* Dataset excerpt:
++++++++++++++++++++

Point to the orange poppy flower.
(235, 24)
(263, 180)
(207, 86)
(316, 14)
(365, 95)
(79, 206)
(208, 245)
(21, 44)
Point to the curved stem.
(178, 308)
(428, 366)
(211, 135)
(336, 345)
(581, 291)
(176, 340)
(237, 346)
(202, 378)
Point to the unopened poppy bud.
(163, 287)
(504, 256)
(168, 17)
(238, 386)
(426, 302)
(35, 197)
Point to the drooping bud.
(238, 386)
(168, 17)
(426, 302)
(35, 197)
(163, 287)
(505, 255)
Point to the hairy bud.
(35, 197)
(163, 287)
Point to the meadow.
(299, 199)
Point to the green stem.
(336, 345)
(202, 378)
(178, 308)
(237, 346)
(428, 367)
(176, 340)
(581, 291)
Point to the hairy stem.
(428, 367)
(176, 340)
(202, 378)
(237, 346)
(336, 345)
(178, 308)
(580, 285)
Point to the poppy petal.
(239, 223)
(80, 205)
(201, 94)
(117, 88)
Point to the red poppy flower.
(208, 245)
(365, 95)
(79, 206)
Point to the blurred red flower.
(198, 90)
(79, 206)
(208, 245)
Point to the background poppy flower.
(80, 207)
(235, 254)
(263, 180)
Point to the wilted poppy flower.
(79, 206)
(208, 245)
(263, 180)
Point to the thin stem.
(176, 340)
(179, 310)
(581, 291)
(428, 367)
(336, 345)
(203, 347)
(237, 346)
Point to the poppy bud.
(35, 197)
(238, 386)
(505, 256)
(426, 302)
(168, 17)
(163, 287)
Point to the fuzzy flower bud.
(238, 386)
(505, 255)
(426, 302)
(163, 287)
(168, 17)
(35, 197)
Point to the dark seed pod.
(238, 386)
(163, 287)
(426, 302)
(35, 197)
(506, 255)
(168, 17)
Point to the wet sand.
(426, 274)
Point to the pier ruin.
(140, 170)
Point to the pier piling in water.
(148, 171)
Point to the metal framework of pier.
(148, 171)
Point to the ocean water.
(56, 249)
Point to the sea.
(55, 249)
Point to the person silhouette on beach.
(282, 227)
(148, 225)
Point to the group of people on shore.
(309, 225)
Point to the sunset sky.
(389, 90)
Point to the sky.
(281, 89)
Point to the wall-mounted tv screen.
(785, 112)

++++++++++++++++++++

* Exercise directions:
Convert the listing above into a two-column CSV with the header row "prompt,points". Give one row for each "Point to" line: put that line's wording in "prompt" and all of its coordinate pairs in "points", with each field in double quotes and line breaks replaced by spaces.

* Task output:
prompt,points
"Point to the orange poppy flower.","(235, 24) (263, 180) (207, 86) (316, 14) (365, 95) (79, 206) (208, 245) (21, 44)"
"Point to the curved stem.","(178, 308) (428, 366) (211, 135) (336, 345) (581, 291) (176, 340) (237, 346) (202, 378)"
"Point to the unopened poppy bud.","(163, 287) (504, 256) (168, 17) (238, 386) (426, 302) (35, 197)"
"Point to the drooping bud.","(238, 386) (168, 17) (426, 302) (35, 197) (163, 287) (505, 255)"
"Point to the hairy bud.","(35, 197) (163, 287)"
"Point to the meadow.","(299, 199)"
"Point to the green stem.","(336, 345) (202, 378) (178, 308) (237, 346) (428, 367) (176, 340) (581, 291)"
"Point to the hairy stem.","(428, 367) (176, 340) (202, 378) (237, 346) (336, 345) (178, 308) (580, 285)"
"Point to the poppy petal.","(239, 223) (80, 205) (201, 94) (117, 88)"
"Point to the red poppy flower.","(208, 245) (365, 95) (79, 206)"
"Point to the blurred red flower.","(198, 90) (79, 206) (208, 245)"
"Point to the background poppy flower.","(80, 207) (235, 254) (263, 180)"
"Point to the wilted poppy flower.","(79, 206) (208, 245) (263, 180)"
"Point to the thin stem.","(176, 340) (179, 310) (581, 291) (428, 367) (336, 345) (203, 347) (237, 346)"
"Point to the poppy bud.","(35, 197) (238, 386) (505, 256) (426, 302) (168, 17) (163, 287)"
"Point to the fuzzy flower bud.","(238, 386) (505, 255) (426, 302) (163, 287) (168, 17) (35, 197)"
"Point to the dark seed pod.","(238, 386) (163, 287) (426, 302) (35, 197) (506, 255) (168, 17)"
"Point to the wet sand.","(426, 274)"
"Point to the pier ruin.","(140, 170)"
"Point to the pier piling in water.","(148, 171)"
"Point to the metal framework of pier.","(148, 171)"
"Point to the ocean water.","(56, 249)"
"Point to the sea.","(55, 249)"
"Point to the person silhouette on beach.","(282, 227) (148, 225)"
"Point to the group of people on shore.","(309, 225)"
"Point to the sunset sky.","(389, 90)"
"Point to the sky.","(281, 89)"
"Point to the wall-mounted tv screen.","(785, 112)"